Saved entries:
***

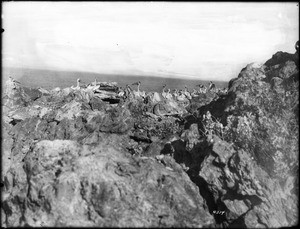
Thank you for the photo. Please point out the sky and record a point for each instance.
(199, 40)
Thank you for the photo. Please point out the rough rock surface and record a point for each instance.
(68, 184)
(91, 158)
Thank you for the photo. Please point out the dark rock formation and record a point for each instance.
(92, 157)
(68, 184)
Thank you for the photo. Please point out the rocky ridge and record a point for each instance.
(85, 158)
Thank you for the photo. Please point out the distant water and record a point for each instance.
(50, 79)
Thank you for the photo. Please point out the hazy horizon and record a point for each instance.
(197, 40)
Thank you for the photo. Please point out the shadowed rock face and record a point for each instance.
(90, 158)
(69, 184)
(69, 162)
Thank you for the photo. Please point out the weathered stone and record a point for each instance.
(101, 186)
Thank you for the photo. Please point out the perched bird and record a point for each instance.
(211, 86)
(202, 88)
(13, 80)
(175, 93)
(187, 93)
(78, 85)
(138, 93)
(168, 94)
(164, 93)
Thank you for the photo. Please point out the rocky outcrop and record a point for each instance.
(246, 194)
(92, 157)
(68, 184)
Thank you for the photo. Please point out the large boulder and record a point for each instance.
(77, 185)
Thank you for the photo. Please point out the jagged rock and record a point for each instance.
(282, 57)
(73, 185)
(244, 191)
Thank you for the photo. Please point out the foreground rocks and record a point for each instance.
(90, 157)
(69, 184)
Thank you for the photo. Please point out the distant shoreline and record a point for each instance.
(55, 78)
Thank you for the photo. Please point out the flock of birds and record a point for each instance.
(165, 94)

***

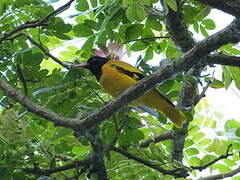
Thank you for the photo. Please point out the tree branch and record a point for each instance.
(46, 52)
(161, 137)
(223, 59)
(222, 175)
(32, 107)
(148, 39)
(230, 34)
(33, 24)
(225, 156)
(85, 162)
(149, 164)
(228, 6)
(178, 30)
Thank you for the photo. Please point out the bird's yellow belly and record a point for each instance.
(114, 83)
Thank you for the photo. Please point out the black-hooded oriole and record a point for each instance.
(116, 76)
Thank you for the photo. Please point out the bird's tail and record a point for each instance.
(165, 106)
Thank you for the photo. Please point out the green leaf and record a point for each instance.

***

**What you need to do**
From the entries above, write out only the lines starting at the line that holds "Thank you for the photo. Please point out the bird's tail" and ending at the line that holds "Thank you for the photo. Please point out the green", keeping both and matching them exactly.

**Answer to the exercise**
Thank you for the photo. Please point out the bird's tail and record a point for each instance.
(165, 106)
Thank you for the photo. Please point out the green leaf and record a point for each instance.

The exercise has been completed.